* **Given passage**:
##########

Over the past several years we have been developing the Heart Failure Program to assist physicians in reasoning about patients with cardiovascular disease. The program takes a description of the case including information about the history, symptoms, physical examination, and test results, and generates a differential diagnosis that explains all of the findings that might indicate cardiovascular disease. The program can also suggest other measurements to refine the diagnosis and therapies to manage the problem, and can predict the hemodynamic effects of the therapies, but only the differential diagnosis is addressed by the experiments described in this paper (see other papers about other aspects of the system[3][2][1]).
This paper reports on a formative evaluation of the diagnostic capabilities of the Heart Failure Program (HFP). The process of formative evaluation combines aspects of system development with assessment of effectiveness and was undertaken with specific objectives in mind. The major part of the development effort on the basic diagnostic algorithms and diagnostic knowledge base of the program was completed and the program has been functioning in a reasonably stable way for a couple of years. In that time we identified two main circumstances that can lead to incorrect diagnoses: ones in which the temporal relationships among the diseases and findings determine the diagnosis, and ones in which the relationships between severities of findings are important. Both of these are problems that would require a major effort to solve in their full generality with the potential for greatly increased computational requirements, but it is possible to handle specific instances by making provision for them in the knowledge base. Since the frequency or extent of these problems in practice was unknown, we did not know their practical significance. Given this state of affairs, we conducted this development and assessment process to 1) determine the accuracy of the program with the present diagnostic algorithms, and 2) to determine the applicability of the system for diagnosis of patients typical of a tertiary care hospital.

##########

* **Data section**:

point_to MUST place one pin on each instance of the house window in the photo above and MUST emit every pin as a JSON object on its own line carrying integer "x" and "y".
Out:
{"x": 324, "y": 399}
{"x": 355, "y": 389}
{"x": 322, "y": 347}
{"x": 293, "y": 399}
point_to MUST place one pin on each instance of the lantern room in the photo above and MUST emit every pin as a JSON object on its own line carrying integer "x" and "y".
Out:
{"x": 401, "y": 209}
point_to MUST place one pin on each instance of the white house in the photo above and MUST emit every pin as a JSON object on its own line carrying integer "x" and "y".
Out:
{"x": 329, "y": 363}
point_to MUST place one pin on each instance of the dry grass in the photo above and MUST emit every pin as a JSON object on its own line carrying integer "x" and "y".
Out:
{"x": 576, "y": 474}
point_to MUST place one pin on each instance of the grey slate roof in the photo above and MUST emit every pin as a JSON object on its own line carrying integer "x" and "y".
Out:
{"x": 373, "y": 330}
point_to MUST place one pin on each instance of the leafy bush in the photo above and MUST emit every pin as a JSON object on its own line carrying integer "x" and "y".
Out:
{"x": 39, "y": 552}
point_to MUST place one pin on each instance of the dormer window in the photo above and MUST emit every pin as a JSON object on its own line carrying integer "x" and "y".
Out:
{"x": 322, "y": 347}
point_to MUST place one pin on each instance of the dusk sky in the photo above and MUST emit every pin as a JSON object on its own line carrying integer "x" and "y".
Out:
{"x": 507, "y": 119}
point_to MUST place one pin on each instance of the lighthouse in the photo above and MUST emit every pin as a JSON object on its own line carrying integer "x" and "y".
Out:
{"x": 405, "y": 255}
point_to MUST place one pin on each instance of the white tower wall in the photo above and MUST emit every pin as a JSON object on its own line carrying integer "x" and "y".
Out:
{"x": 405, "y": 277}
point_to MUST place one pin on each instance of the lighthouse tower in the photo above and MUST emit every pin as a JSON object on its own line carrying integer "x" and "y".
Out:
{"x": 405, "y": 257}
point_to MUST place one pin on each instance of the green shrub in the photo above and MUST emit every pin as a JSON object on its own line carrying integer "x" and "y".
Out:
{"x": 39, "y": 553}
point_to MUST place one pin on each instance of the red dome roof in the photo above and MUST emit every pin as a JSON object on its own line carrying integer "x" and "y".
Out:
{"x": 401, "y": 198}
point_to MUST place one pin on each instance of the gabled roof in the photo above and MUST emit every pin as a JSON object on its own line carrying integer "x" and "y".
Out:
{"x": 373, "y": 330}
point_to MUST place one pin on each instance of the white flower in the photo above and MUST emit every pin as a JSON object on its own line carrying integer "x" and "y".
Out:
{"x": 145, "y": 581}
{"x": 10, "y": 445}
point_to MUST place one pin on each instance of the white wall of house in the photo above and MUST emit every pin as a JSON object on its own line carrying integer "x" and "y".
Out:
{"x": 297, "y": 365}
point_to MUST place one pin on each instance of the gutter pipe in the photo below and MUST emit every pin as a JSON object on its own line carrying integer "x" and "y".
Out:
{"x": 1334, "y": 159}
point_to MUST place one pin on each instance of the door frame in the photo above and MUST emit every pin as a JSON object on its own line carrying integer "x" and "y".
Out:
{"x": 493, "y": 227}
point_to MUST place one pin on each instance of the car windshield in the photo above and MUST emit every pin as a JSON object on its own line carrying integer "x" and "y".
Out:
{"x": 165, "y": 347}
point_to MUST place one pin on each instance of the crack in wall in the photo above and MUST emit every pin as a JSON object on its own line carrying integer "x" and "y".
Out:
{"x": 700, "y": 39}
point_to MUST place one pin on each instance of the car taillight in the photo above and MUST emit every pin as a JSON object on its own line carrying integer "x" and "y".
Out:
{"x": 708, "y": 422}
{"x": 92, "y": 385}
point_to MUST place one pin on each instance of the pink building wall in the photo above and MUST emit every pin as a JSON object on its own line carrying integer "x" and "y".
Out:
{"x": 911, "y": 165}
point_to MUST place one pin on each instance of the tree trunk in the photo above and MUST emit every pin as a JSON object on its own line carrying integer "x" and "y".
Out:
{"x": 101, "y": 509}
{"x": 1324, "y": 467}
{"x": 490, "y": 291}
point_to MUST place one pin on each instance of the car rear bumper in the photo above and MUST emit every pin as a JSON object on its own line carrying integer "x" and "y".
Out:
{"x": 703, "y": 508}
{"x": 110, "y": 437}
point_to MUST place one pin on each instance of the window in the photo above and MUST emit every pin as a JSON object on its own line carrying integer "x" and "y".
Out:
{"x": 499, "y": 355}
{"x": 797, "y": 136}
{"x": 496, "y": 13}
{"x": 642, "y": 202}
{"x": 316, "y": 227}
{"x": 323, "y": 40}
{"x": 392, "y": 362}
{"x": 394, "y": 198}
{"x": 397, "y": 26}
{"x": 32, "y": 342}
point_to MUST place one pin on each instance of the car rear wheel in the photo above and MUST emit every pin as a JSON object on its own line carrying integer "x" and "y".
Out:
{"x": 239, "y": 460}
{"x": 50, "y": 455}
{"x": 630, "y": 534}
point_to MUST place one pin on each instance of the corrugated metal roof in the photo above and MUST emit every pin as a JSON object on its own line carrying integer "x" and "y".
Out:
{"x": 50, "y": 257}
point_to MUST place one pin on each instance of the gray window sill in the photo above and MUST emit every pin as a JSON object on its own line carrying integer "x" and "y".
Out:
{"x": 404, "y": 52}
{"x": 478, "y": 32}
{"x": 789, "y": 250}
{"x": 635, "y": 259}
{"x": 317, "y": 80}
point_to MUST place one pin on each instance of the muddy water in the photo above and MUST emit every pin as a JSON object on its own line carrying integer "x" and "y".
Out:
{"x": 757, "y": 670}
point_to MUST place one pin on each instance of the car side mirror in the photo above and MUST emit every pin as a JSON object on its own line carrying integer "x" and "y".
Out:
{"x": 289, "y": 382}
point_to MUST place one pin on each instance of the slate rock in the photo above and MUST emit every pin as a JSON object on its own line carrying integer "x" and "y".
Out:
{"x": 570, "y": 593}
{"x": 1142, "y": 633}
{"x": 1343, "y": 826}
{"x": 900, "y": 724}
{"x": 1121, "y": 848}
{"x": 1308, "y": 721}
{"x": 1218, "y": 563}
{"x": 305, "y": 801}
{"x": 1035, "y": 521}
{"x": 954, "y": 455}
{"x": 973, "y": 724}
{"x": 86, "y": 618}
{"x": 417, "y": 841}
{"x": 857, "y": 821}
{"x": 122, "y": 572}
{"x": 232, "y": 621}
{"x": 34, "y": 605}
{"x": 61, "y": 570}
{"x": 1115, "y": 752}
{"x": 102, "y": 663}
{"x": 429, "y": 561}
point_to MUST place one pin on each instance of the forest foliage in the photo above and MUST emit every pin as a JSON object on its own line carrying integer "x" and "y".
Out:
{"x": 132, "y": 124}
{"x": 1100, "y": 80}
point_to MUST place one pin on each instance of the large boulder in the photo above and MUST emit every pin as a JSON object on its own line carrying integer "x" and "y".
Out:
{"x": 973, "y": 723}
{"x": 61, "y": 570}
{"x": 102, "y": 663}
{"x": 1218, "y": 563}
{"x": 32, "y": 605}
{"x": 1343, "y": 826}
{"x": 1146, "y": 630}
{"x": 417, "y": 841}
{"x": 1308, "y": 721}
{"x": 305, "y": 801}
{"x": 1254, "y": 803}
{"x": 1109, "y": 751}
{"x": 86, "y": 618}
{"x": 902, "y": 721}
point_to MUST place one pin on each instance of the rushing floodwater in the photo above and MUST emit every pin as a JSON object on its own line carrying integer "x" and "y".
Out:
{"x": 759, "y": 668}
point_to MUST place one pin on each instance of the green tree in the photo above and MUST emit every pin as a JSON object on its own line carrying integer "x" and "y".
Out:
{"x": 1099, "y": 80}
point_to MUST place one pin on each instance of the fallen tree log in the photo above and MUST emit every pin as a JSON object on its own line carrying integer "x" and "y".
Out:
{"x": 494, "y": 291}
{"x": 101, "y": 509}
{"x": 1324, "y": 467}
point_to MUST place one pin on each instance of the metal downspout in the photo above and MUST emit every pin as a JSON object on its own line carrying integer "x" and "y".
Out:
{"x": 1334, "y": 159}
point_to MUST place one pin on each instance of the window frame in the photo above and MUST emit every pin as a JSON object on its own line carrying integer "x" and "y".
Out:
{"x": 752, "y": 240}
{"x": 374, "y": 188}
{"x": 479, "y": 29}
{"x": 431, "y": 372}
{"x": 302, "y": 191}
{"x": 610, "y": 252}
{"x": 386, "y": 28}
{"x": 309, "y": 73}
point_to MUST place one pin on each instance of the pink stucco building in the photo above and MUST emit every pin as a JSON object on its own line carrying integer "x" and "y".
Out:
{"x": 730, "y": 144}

##########

* **Work instruction A**:
Answer each question from the passage on the Heart Failure Program:
(i) What does the program produce from a description of a case?
(ii) What two circumstances were found to lead to incorrect diagnoses?
(iii) For about how long has the program been functioning in a reasonably stable way?
* **Work instruction B**: Carry the passage on the Heart Failure Program forward from the point where it stops.
The listing plays no role in any of these tasks.

* **Reply A**:
(i) A differential diagnosis that explains all of the findings that might indicate cardiovascular disease.
(ii) Cases in which the temporal relationships among the diseases and findings determine the diagnosis, and cases in which the relationships between severities of findings are important.
(iii) A couple of years.

* **Reply B**:
To conduct the formative evaluation, we collected a set of 242 cases of patients classified by DRG (diagnosis related group) as falling within the domain of the program. On these cases we analyzed the performance of the program in its present state, refined the knowledge base to obtain the best performance achievable with the present algorithms, and used the results to focus our plans for further development. The cases were distilled from hospital discharge summaries and entered into the program. They were separately diagnosed by the cardiologists on the project from the program's case summary without seeing the computer generated diagnosis. Errors made by the program were classified into those correctable by refinements of the knowledge base and those that would require additional reasoning algorithms. The corrections to the knowledge base were made and the whole process repeated through a number of iterations until optimal correlation with the cardiologist's diagnoses was obtained. The program currently produces a first hypothesis which agrees with the diagnosis of the cardiologists in about 90%of the cases. We have analyzed the cases in which there remained disagreement with the clinical diagnoses after correcting the knowledge base. We used these analyses to categorize and determine the significance of the limitations of the current reasoning mechanisms.